Pick out every line in the stored data entries below that contains the word "barrier", and copy each one.

Stored data entries:

• • • • • • •

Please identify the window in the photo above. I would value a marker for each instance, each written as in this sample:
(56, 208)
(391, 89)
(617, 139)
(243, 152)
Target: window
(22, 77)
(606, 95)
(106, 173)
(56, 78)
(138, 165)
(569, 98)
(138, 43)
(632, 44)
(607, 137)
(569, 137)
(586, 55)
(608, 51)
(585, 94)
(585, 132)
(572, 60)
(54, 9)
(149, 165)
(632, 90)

• • • • • • •

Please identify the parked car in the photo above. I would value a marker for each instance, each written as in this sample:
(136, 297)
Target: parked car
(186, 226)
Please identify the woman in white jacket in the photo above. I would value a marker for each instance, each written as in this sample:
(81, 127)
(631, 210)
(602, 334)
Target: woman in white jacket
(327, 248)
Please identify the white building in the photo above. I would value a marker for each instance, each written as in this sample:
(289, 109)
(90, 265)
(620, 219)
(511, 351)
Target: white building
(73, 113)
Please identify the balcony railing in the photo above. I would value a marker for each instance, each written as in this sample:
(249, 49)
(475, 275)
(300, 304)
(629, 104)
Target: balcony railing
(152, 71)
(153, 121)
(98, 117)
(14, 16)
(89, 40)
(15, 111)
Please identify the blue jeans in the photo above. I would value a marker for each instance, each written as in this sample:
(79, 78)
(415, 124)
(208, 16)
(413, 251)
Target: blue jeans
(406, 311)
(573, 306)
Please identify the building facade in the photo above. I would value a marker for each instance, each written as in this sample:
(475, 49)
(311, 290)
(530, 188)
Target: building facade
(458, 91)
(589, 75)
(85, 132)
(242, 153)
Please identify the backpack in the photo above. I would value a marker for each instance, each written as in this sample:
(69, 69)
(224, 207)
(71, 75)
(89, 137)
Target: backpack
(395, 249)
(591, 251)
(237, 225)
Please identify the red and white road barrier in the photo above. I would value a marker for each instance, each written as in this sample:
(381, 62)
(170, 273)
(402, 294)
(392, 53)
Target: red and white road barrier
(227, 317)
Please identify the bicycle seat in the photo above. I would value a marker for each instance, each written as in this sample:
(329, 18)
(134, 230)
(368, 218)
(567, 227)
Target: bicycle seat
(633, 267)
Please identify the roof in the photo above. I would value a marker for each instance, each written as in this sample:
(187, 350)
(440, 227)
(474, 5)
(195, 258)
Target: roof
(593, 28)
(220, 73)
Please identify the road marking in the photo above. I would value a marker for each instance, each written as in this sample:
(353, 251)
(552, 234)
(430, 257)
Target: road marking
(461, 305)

• • • • • • •

RESULT OF THIS TASK:
Please identify the red and white road barrier in the photo above. I would value a marker for each instance, each written as in this sample:
Target: red and white road barrier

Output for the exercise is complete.